*** Opening of Passage to read ***

World Mental Health Day has those affected seeking understanding

HOUSTON — "I was seven when I first started hearing voices and having hallucinations and delusions," says University of Houston student Emmett Biffle, diagnosed with schizoaffective disorder. "I would hear these aliens talking. 'She'll do nicely. She's the one.'"

That's reality for some people with mental health disorders. And on this World Mental Health Day (Oct. 10), Linda Stalters knows that better than most. She founded the Schizophrenia and Related Disorders Alliance of America (SARDAA).

"World Mental Health Day is very important because we still are in the dark ages," she explains, "discriminating against people, not providing treatment, ostracizing people, punishing people who live with a brain disorder."

Musician 'Jessica' suffers from paranoia and mania. "If I decide to tell someone about my psychosis and I say the word 'psychosis,' they automatically go to, 'Oh my God. She's gonna kill me or she's gonna do this or she's gonna do that.'"

"We wanna impress upon people, these are not mental health issues," says Stalters. "These are brain disorders, neurological disorders. It's mostly genetic."

"My father committed suicide when I was a teenager," explains Ismael who has schizophrenia, "but nobody, nobody wanted to talk about it." He adds, "I remember that I asked (my dad), and he said, 'Yes, I hear voices and I don't know what to do with them because they are real.' And I heard voices, too, so understood him."

*** Close of Passage to read ***
*** Opening of Data supplied ***

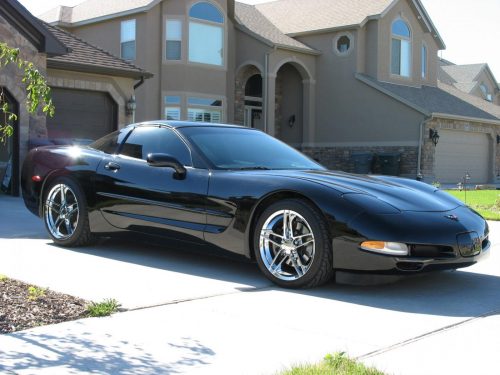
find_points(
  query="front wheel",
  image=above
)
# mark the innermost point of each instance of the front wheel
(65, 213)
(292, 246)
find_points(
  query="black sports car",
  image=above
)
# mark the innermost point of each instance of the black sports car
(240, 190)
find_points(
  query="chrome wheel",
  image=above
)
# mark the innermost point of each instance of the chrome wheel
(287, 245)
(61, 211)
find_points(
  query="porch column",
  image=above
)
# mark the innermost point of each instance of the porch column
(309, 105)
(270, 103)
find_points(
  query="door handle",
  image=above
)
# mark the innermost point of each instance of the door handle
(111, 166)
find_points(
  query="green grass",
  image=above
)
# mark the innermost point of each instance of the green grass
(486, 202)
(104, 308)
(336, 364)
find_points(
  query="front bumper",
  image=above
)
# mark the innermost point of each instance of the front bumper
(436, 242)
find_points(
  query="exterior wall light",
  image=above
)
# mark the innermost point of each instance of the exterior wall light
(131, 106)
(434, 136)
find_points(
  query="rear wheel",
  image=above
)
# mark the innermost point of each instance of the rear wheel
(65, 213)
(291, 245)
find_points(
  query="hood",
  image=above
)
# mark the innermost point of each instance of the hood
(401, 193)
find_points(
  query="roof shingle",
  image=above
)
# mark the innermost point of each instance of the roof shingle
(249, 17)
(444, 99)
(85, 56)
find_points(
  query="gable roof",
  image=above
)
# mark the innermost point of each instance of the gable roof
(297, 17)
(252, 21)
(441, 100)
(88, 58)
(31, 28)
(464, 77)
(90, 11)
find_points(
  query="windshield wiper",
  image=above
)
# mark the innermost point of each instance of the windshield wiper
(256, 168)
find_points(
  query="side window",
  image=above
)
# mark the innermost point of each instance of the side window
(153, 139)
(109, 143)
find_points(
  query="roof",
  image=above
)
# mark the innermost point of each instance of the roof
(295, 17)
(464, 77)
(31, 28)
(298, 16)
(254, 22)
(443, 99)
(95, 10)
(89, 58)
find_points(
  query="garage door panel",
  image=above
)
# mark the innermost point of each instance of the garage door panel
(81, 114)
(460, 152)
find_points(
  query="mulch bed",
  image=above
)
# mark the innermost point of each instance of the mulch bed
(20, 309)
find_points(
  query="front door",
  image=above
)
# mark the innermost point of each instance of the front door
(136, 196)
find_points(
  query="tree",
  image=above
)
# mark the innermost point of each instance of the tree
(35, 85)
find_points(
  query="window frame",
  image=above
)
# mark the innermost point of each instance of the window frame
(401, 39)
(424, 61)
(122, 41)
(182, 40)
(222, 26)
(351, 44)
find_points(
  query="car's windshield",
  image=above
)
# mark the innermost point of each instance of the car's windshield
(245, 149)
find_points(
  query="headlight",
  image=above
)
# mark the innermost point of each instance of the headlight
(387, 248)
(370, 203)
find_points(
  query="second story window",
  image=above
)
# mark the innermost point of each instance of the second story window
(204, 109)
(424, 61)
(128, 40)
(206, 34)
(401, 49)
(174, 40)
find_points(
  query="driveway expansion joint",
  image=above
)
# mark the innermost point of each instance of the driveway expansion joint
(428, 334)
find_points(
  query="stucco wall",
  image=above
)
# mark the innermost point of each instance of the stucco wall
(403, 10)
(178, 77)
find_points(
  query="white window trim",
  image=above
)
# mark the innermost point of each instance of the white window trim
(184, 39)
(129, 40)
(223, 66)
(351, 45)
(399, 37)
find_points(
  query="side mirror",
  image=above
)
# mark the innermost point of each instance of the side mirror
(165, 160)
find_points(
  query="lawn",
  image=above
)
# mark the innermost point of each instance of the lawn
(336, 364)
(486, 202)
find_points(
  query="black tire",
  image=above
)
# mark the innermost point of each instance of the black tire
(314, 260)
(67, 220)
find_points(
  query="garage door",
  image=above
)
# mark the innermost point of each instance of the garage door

*** Close of Data supplied ***

**Tasks**
(1) Rewrite the article on World Mental Health Day starting at "That's reality for" and ending at "of America (SARDAA).", with "founded" changed to "established".
(2) Write the next part of the article on World Mental Health Day, continuing after its final sentence.

**Responses per task**
(1)
That's reality for some people with mental health disorders. And on this World Mental Health Day (Oct. 10), Linda Stalters knows that better than most. She established the Schizophrenia and Related Disorders Alliance of America (SARDAA).

(2)
"Just knowing that someone else has gone through the same things that I've gone through is very comforting," admits Jessica.

"Family support is critical, crucial," says Stalters. "People with severe psychiatric disorders are eligible for Medicare and Medicaid, but the process is so profoundly complex that unless you have an advocate you aren't going to get it."

'John' has a family member with schizophrenia. He explains, "We circled around our family member and gave them as much love and understanding, even when we didn't really know what was going on with them ourselves."

Stalters warns there is bad news for folks who think you can self-medicate your brain issues away with marijuana. "Smoking pot, if you are at risk for psychosis, will trigger psychosis," she says, "and I've even known a person who lived with schizophrenia and their roommate smoked pot, and it triggered their psychosis."

If you think you may have some brain issues, seek help. It won't be as easy to treat as a sore throat, but despite what some people think, it's really not any different.